**GIVEN DATA:**
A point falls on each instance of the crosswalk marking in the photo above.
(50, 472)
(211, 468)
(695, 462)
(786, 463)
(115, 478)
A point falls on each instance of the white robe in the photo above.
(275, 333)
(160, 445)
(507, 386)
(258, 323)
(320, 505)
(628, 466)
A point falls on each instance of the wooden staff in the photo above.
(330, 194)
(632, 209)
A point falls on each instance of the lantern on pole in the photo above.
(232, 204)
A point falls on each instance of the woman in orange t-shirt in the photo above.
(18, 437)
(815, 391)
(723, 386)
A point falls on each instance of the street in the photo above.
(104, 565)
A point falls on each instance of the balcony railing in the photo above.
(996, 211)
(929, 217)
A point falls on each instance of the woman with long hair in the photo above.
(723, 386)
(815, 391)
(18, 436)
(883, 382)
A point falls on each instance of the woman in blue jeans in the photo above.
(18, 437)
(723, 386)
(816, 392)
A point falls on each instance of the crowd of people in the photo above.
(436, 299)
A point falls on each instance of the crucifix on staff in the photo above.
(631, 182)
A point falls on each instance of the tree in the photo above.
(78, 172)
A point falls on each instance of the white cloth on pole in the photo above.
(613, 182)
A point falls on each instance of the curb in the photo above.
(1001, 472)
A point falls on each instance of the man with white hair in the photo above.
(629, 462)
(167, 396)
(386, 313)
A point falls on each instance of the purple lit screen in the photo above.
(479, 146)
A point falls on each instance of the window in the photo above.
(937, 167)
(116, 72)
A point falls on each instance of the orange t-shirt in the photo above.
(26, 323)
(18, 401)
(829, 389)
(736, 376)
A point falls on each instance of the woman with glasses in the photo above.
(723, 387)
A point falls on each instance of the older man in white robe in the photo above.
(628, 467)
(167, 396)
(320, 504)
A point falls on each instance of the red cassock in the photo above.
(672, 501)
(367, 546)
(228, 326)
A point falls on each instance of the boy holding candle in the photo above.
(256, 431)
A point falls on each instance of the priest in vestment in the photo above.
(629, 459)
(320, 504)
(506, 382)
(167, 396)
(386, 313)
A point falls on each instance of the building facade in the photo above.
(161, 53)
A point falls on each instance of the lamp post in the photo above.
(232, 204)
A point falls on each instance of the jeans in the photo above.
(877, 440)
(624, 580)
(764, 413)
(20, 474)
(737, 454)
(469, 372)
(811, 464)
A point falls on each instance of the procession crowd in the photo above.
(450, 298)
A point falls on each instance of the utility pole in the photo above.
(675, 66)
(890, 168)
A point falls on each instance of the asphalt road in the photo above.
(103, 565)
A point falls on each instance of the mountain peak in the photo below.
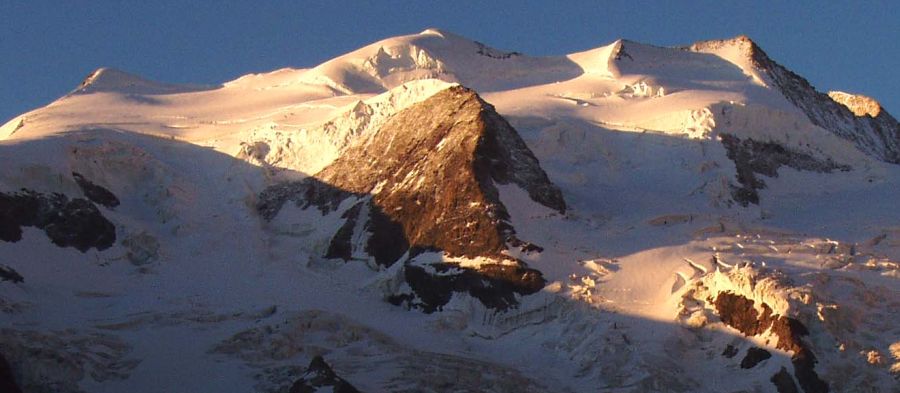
(859, 104)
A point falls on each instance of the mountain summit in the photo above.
(429, 213)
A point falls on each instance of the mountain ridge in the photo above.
(429, 213)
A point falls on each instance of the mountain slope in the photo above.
(429, 213)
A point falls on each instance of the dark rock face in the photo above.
(878, 136)
(738, 312)
(754, 356)
(730, 351)
(7, 379)
(764, 158)
(67, 222)
(495, 285)
(426, 181)
(95, 193)
(9, 274)
(783, 382)
(432, 169)
(319, 375)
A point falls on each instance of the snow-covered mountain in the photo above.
(428, 213)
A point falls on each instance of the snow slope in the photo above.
(695, 181)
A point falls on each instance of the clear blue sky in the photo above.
(48, 47)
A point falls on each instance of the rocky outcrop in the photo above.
(860, 105)
(784, 382)
(319, 377)
(9, 274)
(495, 285)
(739, 312)
(67, 222)
(95, 193)
(426, 181)
(432, 169)
(752, 158)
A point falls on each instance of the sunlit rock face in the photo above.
(859, 104)
(428, 213)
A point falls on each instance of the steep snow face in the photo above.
(877, 135)
(626, 218)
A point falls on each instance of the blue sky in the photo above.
(48, 47)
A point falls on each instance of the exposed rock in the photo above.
(878, 135)
(9, 274)
(7, 378)
(754, 356)
(432, 168)
(68, 223)
(753, 157)
(320, 376)
(739, 312)
(95, 193)
(860, 105)
(783, 382)
(495, 285)
(426, 181)
(142, 248)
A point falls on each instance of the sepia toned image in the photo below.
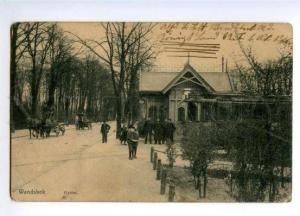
(151, 112)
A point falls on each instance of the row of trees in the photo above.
(50, 75)
(126, 50)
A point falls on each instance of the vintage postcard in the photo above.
(151, 112)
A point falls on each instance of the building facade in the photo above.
(187, 95)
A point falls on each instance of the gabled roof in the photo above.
(218, 82)
(194, 74)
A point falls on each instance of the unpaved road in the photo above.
(78, 167)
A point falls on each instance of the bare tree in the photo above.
(120, 40)
(37, 43)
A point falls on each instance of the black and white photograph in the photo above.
(151, 111)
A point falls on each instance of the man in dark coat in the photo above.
(170, 129)
(123, 137)
(158, 132)
(104, 131)
(148, 128)
(133, 139)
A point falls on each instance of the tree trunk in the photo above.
(13, 71)
(204, 183)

**DIRECTIONS:**
Write out the listing word for word, omitting the pictures it holds.

**RESULT BELOW:**
A point falls on each instance of the crosswalk marking in the photo above.
(50, 472)
(211, 468)
(695, 462)
(786, 463)
(115, 478)
A point falls on each instance of the white robe in the photo above.
(275, 333)
(160, 445)
(507, 386)
(258, 323)
(320, 505)
(628, 466)
A point falls on each instance of the wooden staff in the photo above.
(330, 194)
(632, 209)
A point falls on each instance of the lantern on pole in the photo above.
(232, 204)
A point falls on each instance of the woman in orange t-shirt in the photo above.
(18, 437)
(815, 391)
(723, 386)
A point falls on each instance of the street in the photo above.
(104, 565)
A point falls on each instance of the balcony railing in the photo above.
(996, 211)
(929, 217)
A point falls on each instance of the woman with long hair in the photo above.
(723, 386)
(815, 391)
(18, 436)
(883, 382)
A point falls on each instance of the woman in blue jeans in the photo above.
(18, 437)
(723, 386)
(816, 392)
A point falls on each instance of the crowd of people in the photo above.
(436, 299)
A point falls on each instance of the crucifix on staff in the photo above.
(631, 182)
A point falls on each instance of the tree in the photo above.
(78, 172)
A point falls on each instance of the white cloth on pole in the photo above.
(613, 182)
A point falls on each instance of the curb in the photo above.
(1001, 472)
A point falls on each instance of the man with white hair in the photo above.
(629, 462)
(167, 396)
(386, 313)
A point falls on each instance of the purple lit screen in the photo above.
(479, 146)
A point falls on each instance of the window in the photo above.
(937, 167)
(116, 72)
A point falls on each instance of the orange t-shirt in the photo above.
(26, 323)
(18, 401)
(829, 389)
(736, 376)
A point falls on each instance of the woman with glasses in the photo above.
(723, 387)
A point falls on each instance of the older man in white robe in the photo above.
(628, 467)
(167, 396)
(320, 504)
A point falls on each instance of the red cassock in the photo above.
(672, 501)
(367, 546)
(228, 326)
A point falls on each instance of the boy holding candle in the photo above.
(256, 431)
A point falls on each instance of the priest in vestment in the photo above.
(629, 459)
(320, 504)
(506, 382)
(167, 396)
(386, 313)
A point falls on each instance of the building facade in the photo above.
(161, 53)
A point falls on each instance of the lamp post in the photo above.
(232, 204)
A point falls on each instance of the jeans in the photo above.
(877, 440)
(624, 580)
(764, 413)
(20, 474)
(737, 454)
(469, 372)
(811, 464)
A point falls on each instance of the procession crowd in the photo above.
(450, 298)
A point falls on each instance of the utility pole in the photo above.
(675, 66)
(890, 168)
A point falls on each instance of the asphalt road in the photo above.
(103, 565)
A point falls on each instance of the mountain peak in the photo below.
(859, 104)
A point falls on each instance of the mountain summit in the photo above.
(429, 213)
A point falls on each instance of the mountain ridge in the photo above.
(429, 213)
A point falls on each instance of the mountain slope in the photo above.
(429, 213)
A point falls on each instance of the dark rock face in the photo above.
(878, 136)
(738, 312)
(754, 356)
(730, 351)
(7, 379)
(764, 158)
(67, 222)
(495, 285)
(426, 181)
(95, 193)
(9, 274)
(783, 382)
(432, 169)
(319, 375)
A point falls on each instance of the snow-covered mountain in the photo above.
(428, 213)
A point falls on each instance of the snow slope in the photo above.
(695, 181)
A point falls on each instance of the clear blue sky in the photo above.
(48, 47)
A point falls on each instance of the rocky outcrop in the photo above.
(860, 105)
(784, 382)
(319, 377)
(9, 274)
(495, 285)
(739, 312)
(67, 222)
(95, 193)
(426, 181)
(432, 169)
(752, 158)
A point falls on each instance of the sunlit rock face in the photo above.
(859, 104)
(428, 213)
A point falls on each instance of the steep snow face in the photo above.
(877, 135)
(626, 218)
A point falls on each instance of the blue sky in the photo above.
(48, 47)
A point falls on each instance of the exposed rock in the photo above.
(878, 135)
(9, 274)
(7, 378)
(754, 356)
(432, 168)
(68, 223)
(753, 157)
(320, 376)
(739, 312)
(95, 193)
(860, 105)
(783, 382)
(495, 285)
(426, 181)
(142, 248)
A point falls on each instance of the sepia toned image in the photo below.
(151, 112)
A point falls on each instance of the row of trees in the photo above.
(50, 75)
(126, 50)
A point falls on each instance of the vintage postcard in the photo above.
(151, 112)
A point falls on each instance of the building facade in the photo above.
(187, 95)
A point falls on each instance of the gabled roof in the photo above.
(218, 82)
(194, 74)
A point falls on each instance of the unpaved road in the photo above.
(78, 167)
A point falls on each instance of the bare tree in the photo above.
(120, 40)
(37, 43)
A point falls on each instance of the black and white photograph in the photo above.
(151, 111)
A point falls on each instance of the man in dark coat in the photo above.
(170, 129)
(123, 137)
(158, 132)
(104, 131)
(148, 128)
(133, 139)
A point falls on each instance of the tree trunk in the photo above.
(13, 71)
(204, 183)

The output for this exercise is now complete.